### Work order:
Each line from the top of the listing down to and including the line with "one marker per instance, written like [566,340]" must be duplicated exactly; pictures are to be skipped.

### Material shown:
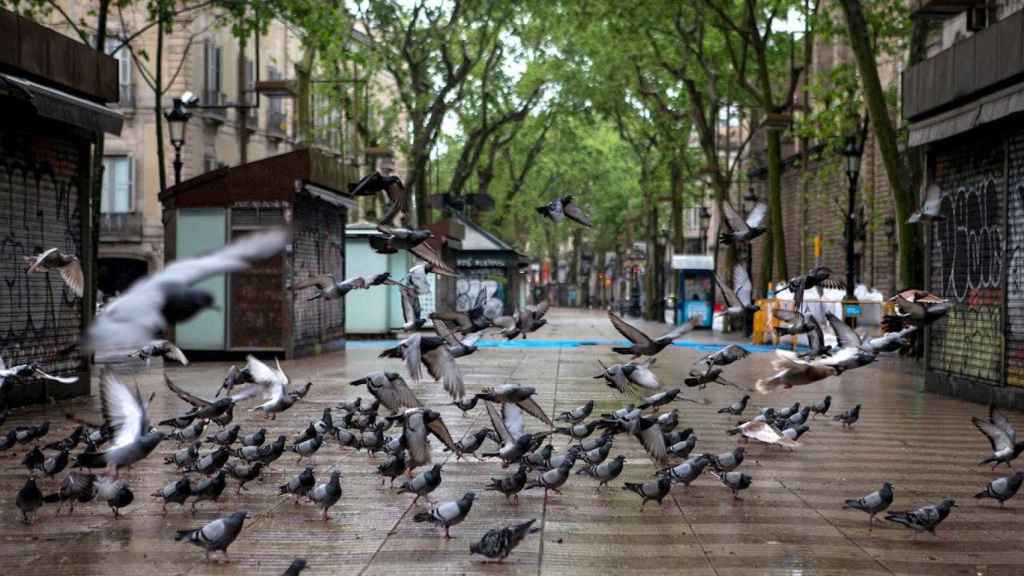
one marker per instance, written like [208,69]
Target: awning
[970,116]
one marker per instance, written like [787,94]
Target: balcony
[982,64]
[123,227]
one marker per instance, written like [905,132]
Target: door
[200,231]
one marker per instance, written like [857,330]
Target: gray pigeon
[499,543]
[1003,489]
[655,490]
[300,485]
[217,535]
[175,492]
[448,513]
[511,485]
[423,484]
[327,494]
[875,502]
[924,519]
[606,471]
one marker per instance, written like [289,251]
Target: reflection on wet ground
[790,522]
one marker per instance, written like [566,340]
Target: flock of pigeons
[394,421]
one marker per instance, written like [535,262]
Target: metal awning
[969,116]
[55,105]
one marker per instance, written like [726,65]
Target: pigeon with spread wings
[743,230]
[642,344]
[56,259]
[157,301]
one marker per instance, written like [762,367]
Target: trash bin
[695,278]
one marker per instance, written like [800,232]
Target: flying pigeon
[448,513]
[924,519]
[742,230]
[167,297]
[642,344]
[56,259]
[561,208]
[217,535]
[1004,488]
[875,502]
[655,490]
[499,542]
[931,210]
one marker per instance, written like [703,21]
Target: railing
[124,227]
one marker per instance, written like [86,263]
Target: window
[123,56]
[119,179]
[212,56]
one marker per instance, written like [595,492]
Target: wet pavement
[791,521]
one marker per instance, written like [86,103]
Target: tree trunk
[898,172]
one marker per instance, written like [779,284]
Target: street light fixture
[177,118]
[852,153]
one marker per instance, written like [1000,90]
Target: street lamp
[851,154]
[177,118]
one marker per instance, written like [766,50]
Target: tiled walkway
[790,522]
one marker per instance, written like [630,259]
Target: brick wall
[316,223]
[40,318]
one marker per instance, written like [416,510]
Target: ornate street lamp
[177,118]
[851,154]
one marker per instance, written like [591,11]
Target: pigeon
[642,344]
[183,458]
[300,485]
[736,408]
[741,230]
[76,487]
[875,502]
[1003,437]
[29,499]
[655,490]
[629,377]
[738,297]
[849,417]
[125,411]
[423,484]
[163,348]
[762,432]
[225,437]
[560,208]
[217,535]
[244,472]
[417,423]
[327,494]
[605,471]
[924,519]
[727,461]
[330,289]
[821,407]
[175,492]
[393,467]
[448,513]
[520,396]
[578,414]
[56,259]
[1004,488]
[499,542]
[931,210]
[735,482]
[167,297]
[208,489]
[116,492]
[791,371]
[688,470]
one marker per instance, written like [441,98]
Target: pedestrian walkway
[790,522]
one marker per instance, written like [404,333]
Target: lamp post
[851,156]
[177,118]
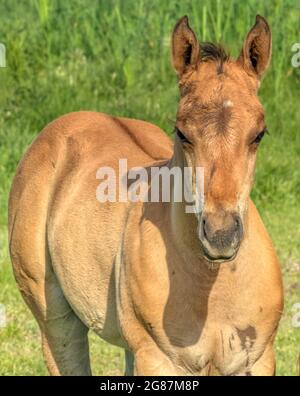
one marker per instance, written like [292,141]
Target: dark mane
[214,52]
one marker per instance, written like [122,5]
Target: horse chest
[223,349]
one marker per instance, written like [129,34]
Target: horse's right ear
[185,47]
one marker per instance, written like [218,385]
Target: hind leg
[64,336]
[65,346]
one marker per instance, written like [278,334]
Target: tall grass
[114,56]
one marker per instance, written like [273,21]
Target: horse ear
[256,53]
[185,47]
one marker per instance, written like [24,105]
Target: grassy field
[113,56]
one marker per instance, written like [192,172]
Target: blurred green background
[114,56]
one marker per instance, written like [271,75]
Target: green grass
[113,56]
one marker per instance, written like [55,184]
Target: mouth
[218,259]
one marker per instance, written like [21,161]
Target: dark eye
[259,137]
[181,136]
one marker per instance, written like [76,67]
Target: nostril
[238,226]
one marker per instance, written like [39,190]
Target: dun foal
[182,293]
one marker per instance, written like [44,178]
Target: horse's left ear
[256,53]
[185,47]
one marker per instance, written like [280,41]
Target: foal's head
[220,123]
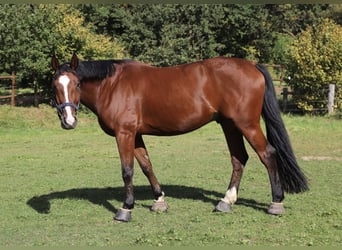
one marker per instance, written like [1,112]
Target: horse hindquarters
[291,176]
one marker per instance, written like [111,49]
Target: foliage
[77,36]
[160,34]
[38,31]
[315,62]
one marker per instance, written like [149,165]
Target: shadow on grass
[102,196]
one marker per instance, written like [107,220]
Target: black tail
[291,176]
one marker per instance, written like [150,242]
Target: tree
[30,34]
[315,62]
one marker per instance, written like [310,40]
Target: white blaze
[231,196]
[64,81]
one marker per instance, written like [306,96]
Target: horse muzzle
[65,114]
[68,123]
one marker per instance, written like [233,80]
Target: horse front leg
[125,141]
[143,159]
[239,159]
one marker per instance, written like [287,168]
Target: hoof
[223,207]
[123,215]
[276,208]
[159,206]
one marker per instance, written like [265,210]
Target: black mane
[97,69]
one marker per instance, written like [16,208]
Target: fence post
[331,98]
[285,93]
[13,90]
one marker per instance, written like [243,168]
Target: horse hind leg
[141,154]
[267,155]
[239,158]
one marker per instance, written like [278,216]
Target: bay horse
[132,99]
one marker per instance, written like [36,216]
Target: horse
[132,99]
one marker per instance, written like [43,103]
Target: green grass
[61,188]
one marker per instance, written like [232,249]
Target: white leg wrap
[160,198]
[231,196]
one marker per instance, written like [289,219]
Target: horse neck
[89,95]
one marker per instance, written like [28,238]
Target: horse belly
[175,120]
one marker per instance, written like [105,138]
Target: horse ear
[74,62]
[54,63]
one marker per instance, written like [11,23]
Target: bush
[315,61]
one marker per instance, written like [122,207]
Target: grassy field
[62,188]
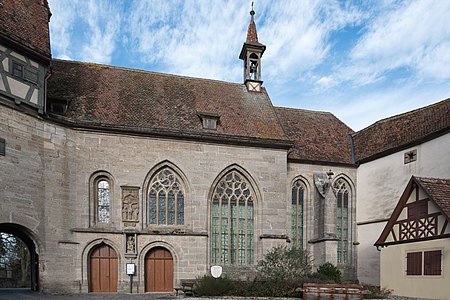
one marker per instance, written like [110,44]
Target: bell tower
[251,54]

### Exercise solution:
one marker per instance, written like [208,69]
Target: awning
[970,116]
one marker per instance, written like [787,94]
Target: balcony
[982,64]
[123,227]
one marker per instance, written like [905,132]
Target: door
[200,231]
one marker per instance, written like [857,330]
Target: gray pigeon
[499,543]
[1003,489]
[655,490]
[300,485]
[217,535]
[175,492]
[448,513]
[511,485]
[423,484]
[327,494]
[875,502]
[924,519]
[606,471]
one marker per instance, written like [289,251]
Target: reflection on wet ground
[790,522]
one marker per instance, written like [566,340]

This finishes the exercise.